▶ [WHAT YOU NEED TO DO]
Please find every line below that includes "woman" and report how many there are. Nothing else is needed.
*** Opening DATA FOR THIS EXERCISE ***
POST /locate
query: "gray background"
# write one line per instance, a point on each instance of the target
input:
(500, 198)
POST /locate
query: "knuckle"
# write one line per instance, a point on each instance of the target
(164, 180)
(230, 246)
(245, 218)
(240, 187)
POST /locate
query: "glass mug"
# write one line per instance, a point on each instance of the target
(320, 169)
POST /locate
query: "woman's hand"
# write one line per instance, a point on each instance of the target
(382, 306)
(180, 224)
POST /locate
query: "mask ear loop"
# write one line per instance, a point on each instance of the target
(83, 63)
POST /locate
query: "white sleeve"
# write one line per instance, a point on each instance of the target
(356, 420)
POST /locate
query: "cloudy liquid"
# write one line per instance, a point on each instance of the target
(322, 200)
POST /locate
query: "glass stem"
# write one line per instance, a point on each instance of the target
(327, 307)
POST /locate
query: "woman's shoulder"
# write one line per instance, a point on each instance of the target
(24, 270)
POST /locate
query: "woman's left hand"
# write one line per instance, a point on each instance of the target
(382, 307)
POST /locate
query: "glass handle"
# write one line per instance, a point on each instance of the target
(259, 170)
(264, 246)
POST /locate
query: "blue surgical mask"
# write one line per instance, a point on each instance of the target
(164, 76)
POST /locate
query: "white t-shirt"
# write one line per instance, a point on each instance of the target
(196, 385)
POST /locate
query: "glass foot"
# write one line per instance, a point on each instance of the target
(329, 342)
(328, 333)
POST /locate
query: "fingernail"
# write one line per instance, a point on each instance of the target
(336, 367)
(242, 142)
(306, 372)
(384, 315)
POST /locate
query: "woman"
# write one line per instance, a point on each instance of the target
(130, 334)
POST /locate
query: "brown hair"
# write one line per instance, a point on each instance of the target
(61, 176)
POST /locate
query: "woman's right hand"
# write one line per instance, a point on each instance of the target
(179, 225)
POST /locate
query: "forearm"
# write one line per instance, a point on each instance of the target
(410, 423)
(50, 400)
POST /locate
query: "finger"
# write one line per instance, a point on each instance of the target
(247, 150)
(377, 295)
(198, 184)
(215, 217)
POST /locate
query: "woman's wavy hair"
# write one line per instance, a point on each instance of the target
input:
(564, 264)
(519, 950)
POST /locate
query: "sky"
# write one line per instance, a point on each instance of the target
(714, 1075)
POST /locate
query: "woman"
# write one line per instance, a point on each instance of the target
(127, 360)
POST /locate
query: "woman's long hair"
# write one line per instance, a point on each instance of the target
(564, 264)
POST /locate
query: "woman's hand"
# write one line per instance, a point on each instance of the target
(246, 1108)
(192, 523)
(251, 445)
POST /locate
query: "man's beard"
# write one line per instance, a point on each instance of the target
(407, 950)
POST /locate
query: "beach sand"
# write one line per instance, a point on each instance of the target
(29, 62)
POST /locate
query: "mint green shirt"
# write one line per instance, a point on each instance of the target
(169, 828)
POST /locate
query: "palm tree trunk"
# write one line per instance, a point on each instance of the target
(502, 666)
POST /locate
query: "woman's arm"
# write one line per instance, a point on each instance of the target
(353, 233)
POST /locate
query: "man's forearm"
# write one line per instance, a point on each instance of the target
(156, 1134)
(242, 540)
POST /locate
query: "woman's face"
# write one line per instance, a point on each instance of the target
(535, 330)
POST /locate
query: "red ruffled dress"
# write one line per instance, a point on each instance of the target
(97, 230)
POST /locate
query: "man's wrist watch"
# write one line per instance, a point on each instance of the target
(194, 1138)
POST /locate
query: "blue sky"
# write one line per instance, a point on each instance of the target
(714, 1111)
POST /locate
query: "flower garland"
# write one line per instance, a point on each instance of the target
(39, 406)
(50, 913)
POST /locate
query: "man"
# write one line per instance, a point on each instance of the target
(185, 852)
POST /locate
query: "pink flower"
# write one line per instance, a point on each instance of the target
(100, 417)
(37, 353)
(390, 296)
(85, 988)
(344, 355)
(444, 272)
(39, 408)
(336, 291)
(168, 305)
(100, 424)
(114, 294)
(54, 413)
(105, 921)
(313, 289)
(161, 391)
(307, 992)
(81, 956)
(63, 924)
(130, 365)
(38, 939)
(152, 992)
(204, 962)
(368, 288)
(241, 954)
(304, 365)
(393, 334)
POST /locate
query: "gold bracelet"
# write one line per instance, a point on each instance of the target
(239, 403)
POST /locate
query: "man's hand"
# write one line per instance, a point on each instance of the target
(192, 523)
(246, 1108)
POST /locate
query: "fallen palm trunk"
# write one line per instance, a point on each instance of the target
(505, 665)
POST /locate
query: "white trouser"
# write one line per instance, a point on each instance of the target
*** Closing DATA FOR THIS EXERCISE ***
▶ [SOLUTION BELOW]
11